-- begin --

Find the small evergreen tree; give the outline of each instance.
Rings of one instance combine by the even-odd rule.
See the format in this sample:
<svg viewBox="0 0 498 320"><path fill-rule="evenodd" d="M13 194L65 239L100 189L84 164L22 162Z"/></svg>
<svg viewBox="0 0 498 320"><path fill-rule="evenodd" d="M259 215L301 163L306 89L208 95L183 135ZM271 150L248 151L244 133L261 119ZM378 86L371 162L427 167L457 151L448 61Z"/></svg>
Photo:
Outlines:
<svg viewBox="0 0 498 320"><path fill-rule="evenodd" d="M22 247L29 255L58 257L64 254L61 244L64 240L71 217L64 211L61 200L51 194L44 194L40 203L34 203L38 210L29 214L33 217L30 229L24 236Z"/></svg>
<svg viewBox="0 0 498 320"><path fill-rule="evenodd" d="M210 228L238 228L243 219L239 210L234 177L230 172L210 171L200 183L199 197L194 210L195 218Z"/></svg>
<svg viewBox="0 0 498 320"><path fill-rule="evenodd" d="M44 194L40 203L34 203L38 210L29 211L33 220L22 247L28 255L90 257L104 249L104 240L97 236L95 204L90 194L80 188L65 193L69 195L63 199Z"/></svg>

-- end --

• GIVEN EXERCISE
Copy the listing above line for line, changing nothing.

• FINAL ANSWER
Find the small evergreen tree; give the outline of each instance.
Rings of one instance combine by the even-odd rule.
See the format in this sample:
<svg viewBox="0 0 498 320"><path fill-rule="evenodd" d="M13 194L65 239L100 189L84 164L22 162Z"/></svg>
<svg viewBox="0 0 498 320"><path fill-rule="evenodd" d="M259 215L301 163L306 89L208 95L183 135ZM271 150L248 151L244 133L261 119ZM378 86L371 162L427 167L457 151L448 61Z"/></svg>
Photo:
Outlines:
<svg viewBox="0 0 498 320"><path fill-rule="evenodd" d="M22 247L29 255L58 257L64 254L61 244L64 240L71 217L64 211L61 200L51 194L44 194L40 203L34 203L38 210L29 214L33 217L30 229L24 236Z"/></svg>
<svg viewBox="0 0 498 320"><path fill-rule="evenodd" d="M210 228L238 228L243 219L239 210L234 177L230 172L210 171L200 183L199 197L194 210L195 218Z"/></svg>
<svg viewBox="0 0 498 320"><path fill-rule="evenodd" d="M44 194L40 203L34 203L38 210L29 211L33 220L22 247L28 255L90 257L104 249L104 240L97 236L95 204L90 194L80 188L65 193L69 195L63 199Z"/></svg>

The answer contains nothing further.